* **Your task**: Verbatim copy, images omitted: return the full listing.

* **Information supplied**:

····················

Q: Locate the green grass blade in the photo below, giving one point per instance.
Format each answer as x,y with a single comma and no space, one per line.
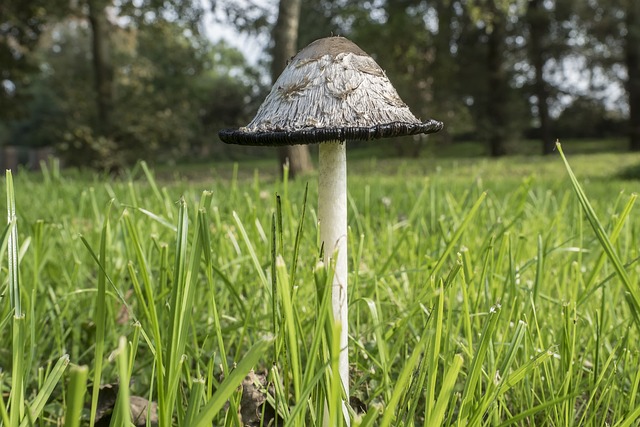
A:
446,391
76,391
46,390
230,384
100,317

····················

* **Response to this task**:
Q: Locate the green grass blade in the photo below, giving one point per instance.
Format each answer as x,y with a single comma and no space, one per line.
A:
446,391
76,391
46,390
230,384
100,317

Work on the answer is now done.